● **INSTRUCTION**
Copy the material below, changing every "rough mask" to "coarse mask" and leaving everything else as it is.

----------------

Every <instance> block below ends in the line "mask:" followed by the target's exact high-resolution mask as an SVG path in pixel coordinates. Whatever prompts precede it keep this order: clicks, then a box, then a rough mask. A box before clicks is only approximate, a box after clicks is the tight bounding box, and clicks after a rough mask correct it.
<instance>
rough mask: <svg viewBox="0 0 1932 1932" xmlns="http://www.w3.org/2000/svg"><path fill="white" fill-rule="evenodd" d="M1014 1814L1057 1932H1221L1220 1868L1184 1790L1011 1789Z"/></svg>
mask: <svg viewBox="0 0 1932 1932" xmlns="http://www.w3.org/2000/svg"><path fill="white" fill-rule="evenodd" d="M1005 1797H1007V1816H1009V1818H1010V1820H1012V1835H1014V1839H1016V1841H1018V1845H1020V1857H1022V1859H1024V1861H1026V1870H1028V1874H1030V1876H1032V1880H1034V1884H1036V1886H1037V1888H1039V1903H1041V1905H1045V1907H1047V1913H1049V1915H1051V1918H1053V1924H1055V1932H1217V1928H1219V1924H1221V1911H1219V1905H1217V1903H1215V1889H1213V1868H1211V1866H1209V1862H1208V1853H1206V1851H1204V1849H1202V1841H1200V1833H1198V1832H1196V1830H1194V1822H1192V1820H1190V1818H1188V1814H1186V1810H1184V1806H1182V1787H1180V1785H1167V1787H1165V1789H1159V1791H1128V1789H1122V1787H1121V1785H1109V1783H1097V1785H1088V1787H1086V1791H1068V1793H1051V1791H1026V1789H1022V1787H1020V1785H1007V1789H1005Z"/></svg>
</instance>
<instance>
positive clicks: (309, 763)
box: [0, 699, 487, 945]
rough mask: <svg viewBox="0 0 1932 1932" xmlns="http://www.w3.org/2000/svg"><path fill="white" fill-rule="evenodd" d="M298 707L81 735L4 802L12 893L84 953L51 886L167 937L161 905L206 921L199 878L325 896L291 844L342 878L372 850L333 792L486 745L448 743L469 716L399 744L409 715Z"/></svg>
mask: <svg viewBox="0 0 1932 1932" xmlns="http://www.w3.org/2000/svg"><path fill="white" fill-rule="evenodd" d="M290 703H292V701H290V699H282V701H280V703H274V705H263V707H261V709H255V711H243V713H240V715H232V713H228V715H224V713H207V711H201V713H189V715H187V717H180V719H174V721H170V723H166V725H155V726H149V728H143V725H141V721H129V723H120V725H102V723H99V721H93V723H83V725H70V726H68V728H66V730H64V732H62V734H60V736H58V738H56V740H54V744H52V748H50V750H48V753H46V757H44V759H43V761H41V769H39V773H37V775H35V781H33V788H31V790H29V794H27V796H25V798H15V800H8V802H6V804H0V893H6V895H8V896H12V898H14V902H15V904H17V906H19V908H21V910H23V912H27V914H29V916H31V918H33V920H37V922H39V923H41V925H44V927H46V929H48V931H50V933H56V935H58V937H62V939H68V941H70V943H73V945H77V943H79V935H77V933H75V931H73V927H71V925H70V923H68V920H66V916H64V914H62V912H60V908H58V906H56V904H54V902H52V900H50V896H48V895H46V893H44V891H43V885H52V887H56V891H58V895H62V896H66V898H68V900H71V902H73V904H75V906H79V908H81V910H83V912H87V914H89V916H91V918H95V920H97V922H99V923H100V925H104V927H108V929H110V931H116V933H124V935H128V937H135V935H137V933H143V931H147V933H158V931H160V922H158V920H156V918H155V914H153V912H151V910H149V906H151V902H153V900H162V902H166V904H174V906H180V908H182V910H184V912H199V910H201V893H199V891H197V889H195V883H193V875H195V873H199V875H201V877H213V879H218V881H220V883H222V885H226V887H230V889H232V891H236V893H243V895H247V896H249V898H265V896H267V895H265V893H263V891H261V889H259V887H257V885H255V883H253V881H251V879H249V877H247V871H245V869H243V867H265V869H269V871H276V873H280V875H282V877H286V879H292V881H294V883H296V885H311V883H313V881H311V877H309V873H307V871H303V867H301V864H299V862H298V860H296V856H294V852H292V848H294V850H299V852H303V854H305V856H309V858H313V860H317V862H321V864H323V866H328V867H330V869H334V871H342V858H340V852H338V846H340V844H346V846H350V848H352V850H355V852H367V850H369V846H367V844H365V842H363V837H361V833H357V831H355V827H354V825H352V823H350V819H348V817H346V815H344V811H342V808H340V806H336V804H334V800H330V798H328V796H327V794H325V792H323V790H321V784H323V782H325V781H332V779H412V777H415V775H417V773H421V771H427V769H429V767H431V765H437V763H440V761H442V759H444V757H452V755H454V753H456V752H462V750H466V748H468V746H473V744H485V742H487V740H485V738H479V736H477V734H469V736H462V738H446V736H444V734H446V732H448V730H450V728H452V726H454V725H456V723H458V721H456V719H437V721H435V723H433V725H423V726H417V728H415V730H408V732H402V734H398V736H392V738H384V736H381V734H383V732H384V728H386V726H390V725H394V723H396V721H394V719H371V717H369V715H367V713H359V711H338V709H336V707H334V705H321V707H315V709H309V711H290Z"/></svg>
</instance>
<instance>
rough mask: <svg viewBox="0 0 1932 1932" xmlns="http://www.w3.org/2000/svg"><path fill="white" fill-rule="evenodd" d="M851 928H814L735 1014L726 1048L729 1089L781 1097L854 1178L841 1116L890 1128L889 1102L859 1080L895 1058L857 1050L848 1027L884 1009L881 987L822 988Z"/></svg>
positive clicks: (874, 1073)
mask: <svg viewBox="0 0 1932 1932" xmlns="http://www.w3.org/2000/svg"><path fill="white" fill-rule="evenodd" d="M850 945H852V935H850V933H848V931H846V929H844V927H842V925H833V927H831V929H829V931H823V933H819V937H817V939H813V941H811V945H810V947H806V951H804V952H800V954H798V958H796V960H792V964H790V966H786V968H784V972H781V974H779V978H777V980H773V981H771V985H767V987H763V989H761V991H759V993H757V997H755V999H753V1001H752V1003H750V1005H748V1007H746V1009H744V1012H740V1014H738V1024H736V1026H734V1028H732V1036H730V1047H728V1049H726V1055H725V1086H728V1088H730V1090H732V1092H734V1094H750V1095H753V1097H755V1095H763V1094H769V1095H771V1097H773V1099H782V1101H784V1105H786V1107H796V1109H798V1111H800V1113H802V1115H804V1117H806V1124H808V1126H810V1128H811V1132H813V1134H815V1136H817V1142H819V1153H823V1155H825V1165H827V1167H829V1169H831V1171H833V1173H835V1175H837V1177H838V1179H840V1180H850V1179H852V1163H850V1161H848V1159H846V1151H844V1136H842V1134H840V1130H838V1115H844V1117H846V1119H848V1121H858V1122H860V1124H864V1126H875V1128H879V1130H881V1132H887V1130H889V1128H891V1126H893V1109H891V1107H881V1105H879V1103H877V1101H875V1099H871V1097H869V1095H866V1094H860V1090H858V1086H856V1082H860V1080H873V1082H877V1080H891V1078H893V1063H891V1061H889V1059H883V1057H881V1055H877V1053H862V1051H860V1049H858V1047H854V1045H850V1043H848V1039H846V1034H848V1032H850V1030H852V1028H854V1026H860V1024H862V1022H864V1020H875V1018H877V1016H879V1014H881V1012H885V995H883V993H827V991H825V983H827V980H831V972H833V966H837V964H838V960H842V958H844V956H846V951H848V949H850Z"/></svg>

----------------

● **THE ANSWER**
Every <instance> block below ends in the line "mask:" followed by the target's exact high-resolution mask as an SVG path in pixel coordinates. Whatever prompts precede it keep this order: clicks, then a box, then a coarse mask. A box before clicks is only approximate, a box after clicks is the tight bounding box, and clicks after a coarse mask correct it.
<instance>
coarse mask: <svg viewBox="0 0 1932 1932" xmlns="http://www.w3.org/2000/svg"><path fill="white" fill-rule="evenodd" d="M1014 1814L1057 1932H1221L1220 1868L1184 1790L1011 1789Z"/></svg>
mask: <svg viewBox="0 0 1932 1932" xmlns="http://www.w3.org/2000/svg"><path fill="white" fill-rule="evenodd" d="M1005 1797H1007V1816H1009V1818H1010V1820H1012V1835H1014V1839H1016V1841H1018V1845H1020V1857H1022V1859H1024V1861H1026V1870H1028V1874H1030V1876H1032V1880H1034V1884H1036V1886H1037V1888H1039V1903H1041V1905H1045V1907H1047V1913H1049V1915H1051V1918H1053V1924H1055V1932H1217V1928H1219V1924H1221V1911H1219V1905H1217V1903H1215V1889H1213V1868H1211V1866H1209V1862H1208V1853H1206V1851H1204V1849H1202V1841H1200V1833H1198V1832H1196V1830H1194V1822H1192V1820H1190V1818H1188V1814H1186V1810H1184V1806H1182V1787H1180V1785H1167V1787H1165V1789H1159V1791H1128V1789H1122V1787H1121V1785H1109V1783H1097V1785H1088V1787H1086V1791H1068V1793H1051V1791H1026V1789H1022V1787H1020V1785H1007V1789H1005Z"/></svg>
</instance>
<instance>
positive clicks: (309, 763)
box: [0, 699, 487, 945]
coarse mask: <svg viewBox="0 0 1932 1932" xmlns="http://www.w3.org/2000/svg"><path fill="white" fill-rule="evenodd" d="M298 707L81 735L4 802L12 893L84 953L51 886L167 937L161 905L206 921L199 878L325 896L291 844L342 878L372 850L333 792L486 745L448 743L469 716L399 744L409 715Z"/></svg>
mask: <svg viewBox="0 0 1932 1932" xmlns="http://www.w3.org/2000/svg"><path fill="white" fill-rule="evenodd" d="M290 703H292V701H290V699H282V701H280V703H274V705H263V707H261V709H255V711H243V713H240V715H232V713H228V715H224V713H207V711H201V713H189V715H187V717H180V719H174V721H170V723H166V725H155V726H149V728H143V725H141V721H129V723H120V725H102V723H99V721H93V723H83V725H70V726H68V728H66V730H64V732H62V734H60V736H58V738H56V740H54V744H52V748H50V750H48V753H46V757H44V759H43V761H41V769H39V773H37V775H35V781H33V788H31V790H29V794H27V796H25V798H15V800H8V802H6V804H0V893H6V895H8V896H12V898H14V902H15V904H17V906H19V908H21V910H23V912H27V914H29V916H31V918H33V920H37V922H39V923H41V925H44V927H46V929H48V931H50V933H56V935H58V937H62V939H68V941H70V943H73V945H77V943H79V935H77V933H75V931H73V927H71V925H70V923H68V920H66V916H64V914H62V912H60V908H58V906H56V904H54V902H52V900H50V896H48V895H46V893H44V891H43V885H52V887H56V891H58V895H62V896H66V898H68V900H71V902H73V904H75V906H79V908H81V910H83V912H87V914H89V916H91V918H95V920H97V922H99V923H100V925H104V927H108V929H110V931H116V933H124V935H128V937H135V935H137V933H143V931H147V933H158V931H160V922H158V920H156V918H155V914H153V912H151V910H149V906H151V902H153V900H162V902H166V904H174V906H180V908H182V910H184V912H199V910H201V893H199V891H197V889H195V883H193V875H195V873H199V875H201V877H213V879H218V881H220V883H222V885H226V887H230V889H232V891H236V893H243V895H247V896H249V898H265V896H267V895H265V893H263V891H261V889H259V887H257V885H255V883H253V881H251V879H249V877H247V871H245V869H243V867H265V869H269V871H276V873H280V875H282V877H286V879H292V881H294V883H296V885H311V883H313V881H311V877H309V873H307V871H303V867H301V864H299V862H298V860H296V856H294V852H292V848H294V850H299V852H303V854H305V856H309V858H313V860H317V862H321V864H323V866H328V867H330V869H334V871H342V858H340V852H338V846H340V844H346V846H350V848H352V850H355V852H367V850H369V846H367V844H365V842H363V837H361V833H357V831H355V827H354V825H352V823H350V819H348V817H346V815H344V811H342V808H340V806H336V804H334V800H330V798H328V796H327V794H325V792H323V790H321V784H323V782H325V781H332V779H412V777H415V775H417V773H421V771H427V769H429V767H431V765H437V763H440V761H442V759H444V757H452V755H454V753H456V752H462V750H466V748H468V746H473V744H485V742H487V740H485V738H479V736H477V734H469V736H462V738H446V736H444V734H446V732H448V730H450V728H452V726H454V725H456V723H458V721H456V719H437V721H435V723H433V725H423V726H417V728H415V730H408V732H402V734H398V736H392V738H384V736H381V734H383V732H384V728H386V726H390V725H394V723H396V721H394V719H371V717H369V715H367V713H359V711H338V709H336V707H334V705H321V707H315V709H309V711H290Z"/></svg>
</instance>
<instance>
coarse mask: <svg viewBox="0 0 1932 1932" xmlns="http://www.w3.org/2000/svg"><path fill="white" fill-rule="evenodd" d="M851 928H814L735 1014L726 1048L729 1089L781 1097L854 1178L841 1116L890 1128L889 1102L859 1080L895 1058L857 1050L848 1027L884 1009L881 987L822 988Z"/></svg>
positive clicks: (874, 1073)
mask: <svg viewBox="0 0 1932 1932" xmlns="http://www.w3.org/2000/svg"><path fill="white" fill-rule="evenodd" d="M850 945H852V935H850V933H848V931H846V929H844V927H842V925H833V927H831V929H829V931H823V933H819V937H817V939H813V941H811V945H810V947H806V951H804V952H800V954H798V958H796V960H792V964H790V966H786V968H784V972H781V974H779V978H777V980H773V981H771V985H767V987H763V989H761V991H759V993H757V997H755V999H753V1001H752V1003H750V1005H748V1007H746V1009H744V1012H740V1014H738V1024H736V1026H734V1028H732V1036H730V1047H728V1049H726V1055H725V1086H728V1088H730V1090H732V1092H734V1094H750V1095H753V1097H755V1095H763V1094H769V1095H771V1097H773V1099H782V1101H784V1105H786V1107H796V1109H798V1111H800V1113H802V1115H804V1117H806V1124H808V1126H810V1128H811V1132H813V1134H815V1136H817V1142H819V1153H823V1155H825V1165H827V1167H829V1169H831V1171H833V1173H835V1175H837V1177H838V1179H840V1180H850V1179H852V1163H850V1161H848V1159H846V1151H844V1136H842V1134H840V1130H838V1115H844V1117H846V1119H848V1121H858V1122H860V1124H864V1126H875V1128H879V1130H881V1132H887V1130H889V1128H891V1126H893V1109H891V1107H881V1105H879V1103H877V1101H875V1099H871V1097H869V1095H866V1094H860V1090H858V1086H856V1082H860V1080H873V1082H877V1080H891V1078H893V1063H891V1061H889V1059H883V1057H881V1055H877V1053H862V1051H860V1049H858V1047H854V1045H850V1043H848V1039H846V1034H848V1032H850V1030H852V1028H854V1026H860V1024H862V1022H864V1020H875V1018H877V1016H879V1014H881V1012H885V995H883V993H827V991H825V983H827V980H831V972H833V966H837V964H838V960H842V958H844V956H846V951H848V949H850Z"/></svg>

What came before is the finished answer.